What you should do ->
Count how many lines in the entries below contain the string "shrub", matching case exactly, and give only that number.

Exercise material ->
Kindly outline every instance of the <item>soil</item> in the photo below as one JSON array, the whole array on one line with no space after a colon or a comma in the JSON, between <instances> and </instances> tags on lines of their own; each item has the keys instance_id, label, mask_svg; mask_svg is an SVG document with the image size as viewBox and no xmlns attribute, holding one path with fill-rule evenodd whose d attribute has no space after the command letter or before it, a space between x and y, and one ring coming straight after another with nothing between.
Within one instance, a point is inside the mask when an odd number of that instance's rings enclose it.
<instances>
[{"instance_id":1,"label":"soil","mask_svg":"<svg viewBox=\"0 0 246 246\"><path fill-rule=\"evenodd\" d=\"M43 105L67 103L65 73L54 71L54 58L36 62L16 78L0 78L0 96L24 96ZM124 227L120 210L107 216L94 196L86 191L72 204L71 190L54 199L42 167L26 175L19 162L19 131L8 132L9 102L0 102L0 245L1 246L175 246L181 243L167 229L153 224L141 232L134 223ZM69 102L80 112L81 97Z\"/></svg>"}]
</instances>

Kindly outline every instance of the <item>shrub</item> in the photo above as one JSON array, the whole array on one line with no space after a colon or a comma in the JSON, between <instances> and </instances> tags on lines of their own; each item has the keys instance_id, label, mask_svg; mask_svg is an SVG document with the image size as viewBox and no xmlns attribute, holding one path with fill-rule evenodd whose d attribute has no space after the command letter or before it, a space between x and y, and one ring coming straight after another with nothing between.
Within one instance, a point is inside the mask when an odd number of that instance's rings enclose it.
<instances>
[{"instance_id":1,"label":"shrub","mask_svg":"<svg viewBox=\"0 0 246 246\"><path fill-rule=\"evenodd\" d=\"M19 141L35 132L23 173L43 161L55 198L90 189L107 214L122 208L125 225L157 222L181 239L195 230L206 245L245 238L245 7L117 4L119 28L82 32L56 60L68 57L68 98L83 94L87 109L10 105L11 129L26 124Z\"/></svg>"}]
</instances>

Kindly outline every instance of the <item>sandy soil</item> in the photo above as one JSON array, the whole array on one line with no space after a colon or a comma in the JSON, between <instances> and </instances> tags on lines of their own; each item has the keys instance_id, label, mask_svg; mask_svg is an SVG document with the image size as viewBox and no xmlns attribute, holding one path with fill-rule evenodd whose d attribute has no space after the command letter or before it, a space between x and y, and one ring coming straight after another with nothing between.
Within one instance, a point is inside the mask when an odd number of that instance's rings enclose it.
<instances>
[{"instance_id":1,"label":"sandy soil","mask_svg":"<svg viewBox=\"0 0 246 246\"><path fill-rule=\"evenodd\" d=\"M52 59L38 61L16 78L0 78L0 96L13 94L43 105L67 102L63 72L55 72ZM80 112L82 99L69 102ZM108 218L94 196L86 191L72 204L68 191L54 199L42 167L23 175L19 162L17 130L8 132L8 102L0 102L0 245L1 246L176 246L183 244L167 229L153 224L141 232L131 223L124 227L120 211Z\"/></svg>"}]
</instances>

Solution to the problem ->
2